Goal:
Output the lines of the listing below, from the line holding "rope in the photograph above." through the end of the listing, inclusive, as a Markdown table with the columns No. and Text, leaving out blank lines.

Material supplied:
---+---
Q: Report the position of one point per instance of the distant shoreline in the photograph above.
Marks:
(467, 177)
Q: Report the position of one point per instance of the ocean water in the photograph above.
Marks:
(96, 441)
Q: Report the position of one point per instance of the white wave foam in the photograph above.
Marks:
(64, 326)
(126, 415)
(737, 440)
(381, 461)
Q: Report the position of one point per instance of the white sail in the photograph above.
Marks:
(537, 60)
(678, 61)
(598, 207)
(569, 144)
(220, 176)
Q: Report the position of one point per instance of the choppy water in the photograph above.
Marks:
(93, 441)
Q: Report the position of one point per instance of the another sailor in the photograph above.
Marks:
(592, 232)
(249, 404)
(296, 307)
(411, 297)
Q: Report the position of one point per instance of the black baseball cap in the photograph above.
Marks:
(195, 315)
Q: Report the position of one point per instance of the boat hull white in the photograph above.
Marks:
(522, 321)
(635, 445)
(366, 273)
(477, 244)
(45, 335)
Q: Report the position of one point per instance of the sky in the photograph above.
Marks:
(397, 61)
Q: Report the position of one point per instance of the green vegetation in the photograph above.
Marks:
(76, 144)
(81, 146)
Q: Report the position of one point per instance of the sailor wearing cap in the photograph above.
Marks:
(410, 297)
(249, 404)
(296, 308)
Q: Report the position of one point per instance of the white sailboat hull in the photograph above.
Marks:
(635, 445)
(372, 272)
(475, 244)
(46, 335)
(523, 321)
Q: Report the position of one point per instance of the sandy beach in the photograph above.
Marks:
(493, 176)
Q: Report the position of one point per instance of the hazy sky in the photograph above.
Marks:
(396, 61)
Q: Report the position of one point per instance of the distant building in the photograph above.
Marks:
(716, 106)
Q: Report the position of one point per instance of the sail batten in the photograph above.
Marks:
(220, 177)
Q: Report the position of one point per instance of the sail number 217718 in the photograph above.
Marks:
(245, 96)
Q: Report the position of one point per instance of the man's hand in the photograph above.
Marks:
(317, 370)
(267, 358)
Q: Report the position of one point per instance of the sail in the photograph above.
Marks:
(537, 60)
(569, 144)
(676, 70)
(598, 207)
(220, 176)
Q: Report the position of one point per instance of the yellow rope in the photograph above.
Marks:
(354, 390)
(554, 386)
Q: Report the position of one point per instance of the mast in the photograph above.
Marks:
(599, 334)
---+---
The solution:
| No. | Text |
|---|---|
| 1 | Q: Report the position of one point per instance of the yellow rope in the photograph above. |
| 2 | Marks: |
| 3 | (354, 390) |
| 4 | (554, 386) |
| 5 | Q: Report the position of one point per instance of the mast in the photograph above. |
| 6 | Marks: |
| 7 | (599, 334) |